READING PASSAGE START

Companion2thewind 3,573 Views
Joined Apr 26, '12.
Posts: 12 (17% Liked)
Can't wait to feel "semi-normal" again! Im nowhere near; only 6 weeks on the floor and just graduated in Dec. My wonderfully fair and subtly brilliant teacher said if I had any desire to keep on RN-BSN track that the night shift on our med-surg floor will be the best experience EVER! At the time I almost laughed in her face. WHAT: me, new grad Lpn on 4TH floor?! Med-Surg @ rural 168 bed facility that's quite known "very unwell", with Lucifer charging(23 yrs same spot &running Ms LucyRN but 45 total).....To top it off my father calls it Kvorkian Central after bad HX. Many in town concur. Most avoid if all possible and drive two hours north....So long story long: I respect her and wish success in my nursing career so I took the grossly underpaid position over an LTC and couldn't be prouder of myself and confirmed of my passion for this profession. I have ultimate respect for ALL nurses especially those whose #yrs on the floor equals my age. You really can't begin to see what/where/why/how/when NURSING is until you're in the thick it, caring for 4-6, sometimes 7 and lord help us all 8-9 patients with NO unit clerks or CNA's. The nursing profession is everything I ever wanted and nothing I ever expected along with endless opportunities. I look forward to a lot of myself dreaming the above stated. Goodnight to all fellow new grads. Challenge yourself and you really may be surprised! Like my mentor tells me, "you can do anything for six months..."and that was over a year ago.
I dream about work all the time. Im glad to know Im not the only crazy one. It went away after about five months, but our unit has been so hectic and stressful lately the nightmares are back. The other night I actually got out of bed when I thought I heard a vent alarm.

READING PASSAGE END

◆ **PROBLEMS AND TASKS**
1. Answer these questions about the nursing forum post.
(a) How long had the first writer been working on the floor?
(b) What does the first writer's father call the facility?
(c) What did the second writer think they heard that got them out of bed?
2. Translate this sentence from the nursing forum post into Spanish: "The nursing profession is everything I ever wanted and nothing I ever expected along with endless opportunities."
3. Go on with the nursing forum post, starting after its last sentence.

SUPPLIED DATA START

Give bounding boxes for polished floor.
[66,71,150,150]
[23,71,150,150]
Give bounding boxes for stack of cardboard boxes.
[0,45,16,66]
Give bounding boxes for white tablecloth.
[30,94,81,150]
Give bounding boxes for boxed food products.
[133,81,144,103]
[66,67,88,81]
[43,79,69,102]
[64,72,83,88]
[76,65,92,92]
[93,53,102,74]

SUPPLIED DATA END
SUPPLIED DATA START

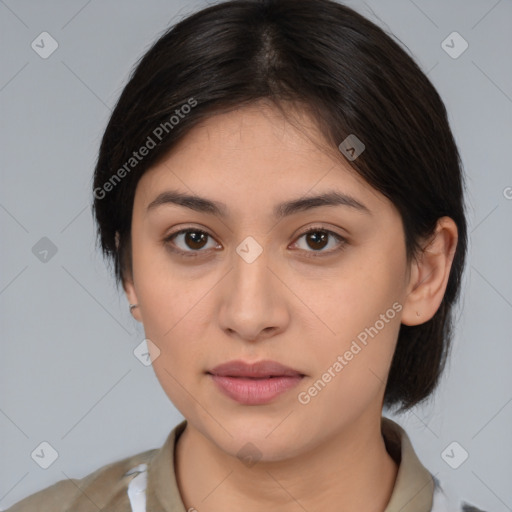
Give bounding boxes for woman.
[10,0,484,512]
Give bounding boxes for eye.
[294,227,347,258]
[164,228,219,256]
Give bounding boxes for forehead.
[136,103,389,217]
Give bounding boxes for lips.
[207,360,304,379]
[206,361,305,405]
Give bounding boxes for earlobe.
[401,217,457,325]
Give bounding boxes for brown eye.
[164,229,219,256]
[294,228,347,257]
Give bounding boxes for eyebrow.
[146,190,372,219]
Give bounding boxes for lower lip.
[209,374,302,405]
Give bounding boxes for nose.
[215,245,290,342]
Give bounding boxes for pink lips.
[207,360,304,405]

SUPPLIED DATA END

◆ **ANSWERS FOR THE EXERCISE**
1.
(a) Six weeks.
(b) Kvorkian Central.
(c) A vent alarm.

2. La profesión de enfermería es todo lo que siempre quise y nada de lo que jamás esperé, junto con infinitas oportunidades.

3.
In less than 12 hours I will be taking my NCLEX-PN for the first (and LAST) time! I don't know if it's a good or very bad thing but I am not nervous nor have I even considered the fact that I may not pass. Truthfully, the really bad thing is that I have not even studied since I graduated December 7th. I've glanced and read a bit but not really dived in to a review whatsoever. So, here I am, in a hotel room, full of caffiene and a big ass reality check. Now, I'm nervous. So I plan to go through the ATI book we were given during our three day review, re-memorize lab values and meds, focus on my weak spots according to my ATI Predictor exit exam and probably take another ATI test. My poor Saunders book has been more of an accessory then a study guide. But, it is a great book and I wish I had gotten it at the beginning of my program because bless her heart my instructor was a hot mess who steadily got more crazy and less effective through the year. I'll say it again: "Just because you are a nurse with several years of experience (hers being a school nurse for ten years in a small town), this DOES NOT make you a teacher." And no my program is not accredited nor is the RN transition program. So....thankfully from the advice and articles I've read on here I am resolute in attending anywhere but there. Sadly, our director basically begs the LPN students to apply and attend and do not mention furthering their education (i.e. BSN) because she knows that there is a huge possibility the curriculum will not transfer. So all the ^^^^ has nothing to do with NCLEX...I'm just incredibly nervous but like I said before, not terrified. Hopefully I'll come out knowing why....
Good luck and best wishes to all!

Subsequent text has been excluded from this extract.